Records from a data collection
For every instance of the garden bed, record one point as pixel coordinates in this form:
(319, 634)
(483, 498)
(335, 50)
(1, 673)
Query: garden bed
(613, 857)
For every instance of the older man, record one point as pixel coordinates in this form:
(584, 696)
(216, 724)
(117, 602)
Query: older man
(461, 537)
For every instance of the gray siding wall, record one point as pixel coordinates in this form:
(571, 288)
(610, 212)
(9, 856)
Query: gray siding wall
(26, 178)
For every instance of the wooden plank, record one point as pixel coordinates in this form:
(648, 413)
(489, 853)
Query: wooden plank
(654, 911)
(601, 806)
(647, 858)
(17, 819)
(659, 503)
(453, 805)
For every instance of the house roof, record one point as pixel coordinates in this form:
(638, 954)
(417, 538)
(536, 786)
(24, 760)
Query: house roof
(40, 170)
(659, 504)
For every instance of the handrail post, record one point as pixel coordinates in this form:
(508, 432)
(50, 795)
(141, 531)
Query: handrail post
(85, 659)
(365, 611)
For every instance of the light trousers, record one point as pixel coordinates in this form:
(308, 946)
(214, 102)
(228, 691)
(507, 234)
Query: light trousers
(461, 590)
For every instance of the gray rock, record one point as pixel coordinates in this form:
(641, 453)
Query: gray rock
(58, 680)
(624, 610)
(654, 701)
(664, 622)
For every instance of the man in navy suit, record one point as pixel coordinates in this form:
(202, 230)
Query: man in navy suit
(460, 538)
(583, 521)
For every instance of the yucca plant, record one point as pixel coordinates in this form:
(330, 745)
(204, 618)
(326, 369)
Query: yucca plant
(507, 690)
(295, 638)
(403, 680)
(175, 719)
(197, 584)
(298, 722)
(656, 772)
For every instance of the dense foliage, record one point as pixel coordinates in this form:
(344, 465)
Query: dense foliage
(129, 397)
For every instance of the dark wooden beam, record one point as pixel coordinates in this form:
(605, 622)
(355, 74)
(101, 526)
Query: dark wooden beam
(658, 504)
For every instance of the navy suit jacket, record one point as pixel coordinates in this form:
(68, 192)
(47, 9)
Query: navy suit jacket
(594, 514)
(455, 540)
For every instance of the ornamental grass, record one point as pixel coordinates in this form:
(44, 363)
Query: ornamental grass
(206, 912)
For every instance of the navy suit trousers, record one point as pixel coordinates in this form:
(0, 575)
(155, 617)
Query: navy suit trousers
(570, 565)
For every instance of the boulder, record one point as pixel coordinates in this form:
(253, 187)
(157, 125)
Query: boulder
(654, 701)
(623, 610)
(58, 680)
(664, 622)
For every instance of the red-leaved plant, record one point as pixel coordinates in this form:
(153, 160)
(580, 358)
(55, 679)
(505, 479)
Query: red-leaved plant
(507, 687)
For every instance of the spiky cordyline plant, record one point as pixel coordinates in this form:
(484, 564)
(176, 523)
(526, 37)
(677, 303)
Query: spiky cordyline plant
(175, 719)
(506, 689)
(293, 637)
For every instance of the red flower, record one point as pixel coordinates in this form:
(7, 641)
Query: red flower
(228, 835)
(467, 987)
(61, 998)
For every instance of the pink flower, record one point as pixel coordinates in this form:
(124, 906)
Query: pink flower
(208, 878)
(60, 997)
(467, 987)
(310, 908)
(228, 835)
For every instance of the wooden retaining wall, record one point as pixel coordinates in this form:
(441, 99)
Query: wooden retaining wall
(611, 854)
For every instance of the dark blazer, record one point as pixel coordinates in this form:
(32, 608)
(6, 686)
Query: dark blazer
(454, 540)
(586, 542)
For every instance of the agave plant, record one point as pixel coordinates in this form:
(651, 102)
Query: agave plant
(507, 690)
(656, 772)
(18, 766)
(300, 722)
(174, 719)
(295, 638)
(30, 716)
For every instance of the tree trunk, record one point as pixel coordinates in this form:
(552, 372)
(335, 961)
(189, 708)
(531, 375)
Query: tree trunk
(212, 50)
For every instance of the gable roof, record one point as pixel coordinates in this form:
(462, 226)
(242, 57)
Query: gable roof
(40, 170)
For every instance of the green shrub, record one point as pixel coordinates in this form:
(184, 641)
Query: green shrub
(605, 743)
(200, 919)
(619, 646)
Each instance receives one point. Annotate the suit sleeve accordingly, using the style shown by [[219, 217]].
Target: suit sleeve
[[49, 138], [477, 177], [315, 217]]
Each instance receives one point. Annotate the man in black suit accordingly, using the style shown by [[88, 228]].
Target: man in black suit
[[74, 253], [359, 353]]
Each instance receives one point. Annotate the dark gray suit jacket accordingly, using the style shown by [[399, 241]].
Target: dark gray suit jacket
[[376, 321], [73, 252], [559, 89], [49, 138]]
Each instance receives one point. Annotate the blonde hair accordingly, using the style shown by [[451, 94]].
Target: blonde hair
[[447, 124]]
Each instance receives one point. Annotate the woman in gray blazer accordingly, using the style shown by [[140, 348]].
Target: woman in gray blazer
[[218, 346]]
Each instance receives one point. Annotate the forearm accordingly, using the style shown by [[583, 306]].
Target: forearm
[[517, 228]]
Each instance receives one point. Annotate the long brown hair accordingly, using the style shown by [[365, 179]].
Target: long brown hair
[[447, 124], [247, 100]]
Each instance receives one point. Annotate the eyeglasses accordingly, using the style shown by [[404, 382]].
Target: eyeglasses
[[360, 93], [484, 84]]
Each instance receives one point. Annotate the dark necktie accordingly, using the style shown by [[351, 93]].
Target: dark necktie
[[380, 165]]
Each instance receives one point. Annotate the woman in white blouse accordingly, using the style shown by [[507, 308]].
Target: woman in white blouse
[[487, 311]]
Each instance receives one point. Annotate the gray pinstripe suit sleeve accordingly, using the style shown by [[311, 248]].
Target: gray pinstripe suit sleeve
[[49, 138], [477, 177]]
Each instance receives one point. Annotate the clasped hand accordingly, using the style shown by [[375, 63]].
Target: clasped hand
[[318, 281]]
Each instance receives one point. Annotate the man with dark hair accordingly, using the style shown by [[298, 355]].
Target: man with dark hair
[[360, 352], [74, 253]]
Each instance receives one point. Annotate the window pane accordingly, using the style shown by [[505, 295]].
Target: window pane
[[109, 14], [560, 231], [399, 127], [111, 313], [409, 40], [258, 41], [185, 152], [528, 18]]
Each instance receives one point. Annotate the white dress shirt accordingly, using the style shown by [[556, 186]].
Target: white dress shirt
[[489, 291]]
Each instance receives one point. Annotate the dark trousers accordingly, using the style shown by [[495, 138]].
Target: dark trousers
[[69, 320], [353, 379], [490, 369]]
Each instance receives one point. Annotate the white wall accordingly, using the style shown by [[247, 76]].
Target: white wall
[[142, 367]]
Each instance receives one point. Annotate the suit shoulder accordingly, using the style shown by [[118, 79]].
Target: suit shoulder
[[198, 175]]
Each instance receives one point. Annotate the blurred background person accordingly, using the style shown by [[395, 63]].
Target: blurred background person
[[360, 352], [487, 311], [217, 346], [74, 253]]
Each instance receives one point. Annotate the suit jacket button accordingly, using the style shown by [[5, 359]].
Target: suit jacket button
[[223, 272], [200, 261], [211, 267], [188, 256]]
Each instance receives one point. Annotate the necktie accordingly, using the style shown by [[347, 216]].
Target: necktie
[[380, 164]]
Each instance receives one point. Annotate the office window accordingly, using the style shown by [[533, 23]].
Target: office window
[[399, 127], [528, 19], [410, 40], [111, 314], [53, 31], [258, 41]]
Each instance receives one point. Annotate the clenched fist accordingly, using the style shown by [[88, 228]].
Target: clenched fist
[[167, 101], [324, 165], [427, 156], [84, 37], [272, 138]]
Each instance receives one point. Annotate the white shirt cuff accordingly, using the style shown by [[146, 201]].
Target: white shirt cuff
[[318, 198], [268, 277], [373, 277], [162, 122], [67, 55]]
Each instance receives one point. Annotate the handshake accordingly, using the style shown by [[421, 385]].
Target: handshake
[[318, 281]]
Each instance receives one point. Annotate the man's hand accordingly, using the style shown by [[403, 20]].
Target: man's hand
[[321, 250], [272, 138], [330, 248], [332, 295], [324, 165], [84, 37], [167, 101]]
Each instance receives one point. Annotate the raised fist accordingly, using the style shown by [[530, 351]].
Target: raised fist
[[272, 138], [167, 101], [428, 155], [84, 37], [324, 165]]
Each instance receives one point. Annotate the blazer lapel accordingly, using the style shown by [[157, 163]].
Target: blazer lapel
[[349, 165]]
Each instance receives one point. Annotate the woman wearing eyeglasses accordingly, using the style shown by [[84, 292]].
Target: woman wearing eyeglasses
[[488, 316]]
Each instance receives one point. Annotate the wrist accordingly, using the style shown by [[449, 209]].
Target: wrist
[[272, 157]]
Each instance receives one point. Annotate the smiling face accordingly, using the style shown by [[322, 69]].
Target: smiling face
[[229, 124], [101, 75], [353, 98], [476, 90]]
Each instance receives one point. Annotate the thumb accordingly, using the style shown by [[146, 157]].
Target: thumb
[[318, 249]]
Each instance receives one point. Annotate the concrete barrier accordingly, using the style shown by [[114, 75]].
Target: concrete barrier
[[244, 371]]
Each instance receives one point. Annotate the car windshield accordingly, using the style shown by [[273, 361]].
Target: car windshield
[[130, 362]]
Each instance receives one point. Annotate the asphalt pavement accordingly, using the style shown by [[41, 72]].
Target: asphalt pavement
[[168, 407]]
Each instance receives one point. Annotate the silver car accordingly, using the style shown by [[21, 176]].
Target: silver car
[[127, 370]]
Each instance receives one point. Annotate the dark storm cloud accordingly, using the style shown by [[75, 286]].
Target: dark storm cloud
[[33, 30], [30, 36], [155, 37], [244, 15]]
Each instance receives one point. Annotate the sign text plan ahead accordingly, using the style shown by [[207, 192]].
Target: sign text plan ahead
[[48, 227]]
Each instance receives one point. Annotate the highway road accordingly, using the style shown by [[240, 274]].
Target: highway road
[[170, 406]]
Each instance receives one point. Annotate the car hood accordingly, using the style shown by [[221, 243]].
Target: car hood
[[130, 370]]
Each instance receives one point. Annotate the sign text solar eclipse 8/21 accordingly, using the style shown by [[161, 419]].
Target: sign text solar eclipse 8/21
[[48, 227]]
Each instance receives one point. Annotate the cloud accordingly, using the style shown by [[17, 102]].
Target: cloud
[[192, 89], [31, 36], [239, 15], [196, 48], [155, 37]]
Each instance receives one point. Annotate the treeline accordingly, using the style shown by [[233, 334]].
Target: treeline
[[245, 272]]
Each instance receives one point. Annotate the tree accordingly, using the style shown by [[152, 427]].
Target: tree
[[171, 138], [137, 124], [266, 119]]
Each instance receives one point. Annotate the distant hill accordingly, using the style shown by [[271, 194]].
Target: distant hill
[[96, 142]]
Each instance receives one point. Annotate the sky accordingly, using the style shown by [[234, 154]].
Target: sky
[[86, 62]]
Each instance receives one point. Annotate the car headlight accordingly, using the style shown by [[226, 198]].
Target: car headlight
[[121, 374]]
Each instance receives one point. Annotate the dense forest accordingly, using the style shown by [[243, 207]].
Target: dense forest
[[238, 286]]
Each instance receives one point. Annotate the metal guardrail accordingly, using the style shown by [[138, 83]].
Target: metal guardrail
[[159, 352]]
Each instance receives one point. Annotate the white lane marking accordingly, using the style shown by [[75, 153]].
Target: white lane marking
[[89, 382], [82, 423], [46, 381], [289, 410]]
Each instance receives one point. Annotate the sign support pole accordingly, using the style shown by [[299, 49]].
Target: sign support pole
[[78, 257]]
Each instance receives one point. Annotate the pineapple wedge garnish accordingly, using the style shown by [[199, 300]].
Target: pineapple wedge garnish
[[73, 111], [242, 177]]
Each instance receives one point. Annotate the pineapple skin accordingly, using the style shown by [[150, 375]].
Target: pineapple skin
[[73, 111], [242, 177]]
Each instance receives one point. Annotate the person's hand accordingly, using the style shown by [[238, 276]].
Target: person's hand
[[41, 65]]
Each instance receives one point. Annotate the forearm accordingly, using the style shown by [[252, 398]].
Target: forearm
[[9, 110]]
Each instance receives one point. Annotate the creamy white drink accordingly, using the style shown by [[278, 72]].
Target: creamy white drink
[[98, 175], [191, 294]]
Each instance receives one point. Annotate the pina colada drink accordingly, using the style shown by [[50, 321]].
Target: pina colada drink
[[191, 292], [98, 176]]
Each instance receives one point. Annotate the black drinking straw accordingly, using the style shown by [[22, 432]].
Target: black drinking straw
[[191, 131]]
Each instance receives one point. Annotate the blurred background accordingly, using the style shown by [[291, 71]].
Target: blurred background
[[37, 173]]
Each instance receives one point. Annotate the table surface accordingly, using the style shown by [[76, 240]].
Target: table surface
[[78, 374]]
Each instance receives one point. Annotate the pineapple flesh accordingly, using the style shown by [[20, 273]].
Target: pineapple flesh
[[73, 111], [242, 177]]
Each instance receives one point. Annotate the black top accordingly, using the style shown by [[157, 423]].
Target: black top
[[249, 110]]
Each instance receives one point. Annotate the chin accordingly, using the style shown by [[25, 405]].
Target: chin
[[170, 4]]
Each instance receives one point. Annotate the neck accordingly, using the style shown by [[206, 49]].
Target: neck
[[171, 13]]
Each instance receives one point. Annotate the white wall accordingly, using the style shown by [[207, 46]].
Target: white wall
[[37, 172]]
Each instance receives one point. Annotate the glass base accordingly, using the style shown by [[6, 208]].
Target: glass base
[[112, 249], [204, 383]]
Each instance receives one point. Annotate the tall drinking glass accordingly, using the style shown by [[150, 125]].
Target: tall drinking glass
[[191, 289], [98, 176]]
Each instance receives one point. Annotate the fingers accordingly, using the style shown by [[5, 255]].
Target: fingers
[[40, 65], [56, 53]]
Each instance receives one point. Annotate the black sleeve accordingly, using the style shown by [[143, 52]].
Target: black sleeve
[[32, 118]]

» **What the exercise asks**:
Rewrite the stretch of lines above from the line that contains "Each instance receives one point. Annotate the suit jacket" through the line that contains "[[380, 164]]", keeping the requests, but scale every point coordinate in the answers by 1.9, rounding to whole numbers with halves going up. Leave the numbers in the requests and their format samples as they are.

» **The answer**:
Each instance receives one point. Annotate the suit jacket button accordingly, using the style shown by [[5, 359]].
Target: suit jacket button
[[424, 517], [380, 496], [401, 507], [357, 486]]
Each instance receives one point. Annotate the necktie accordingly, using the style shown by [[347, 216]].
Target: necktie
[[722, 312]]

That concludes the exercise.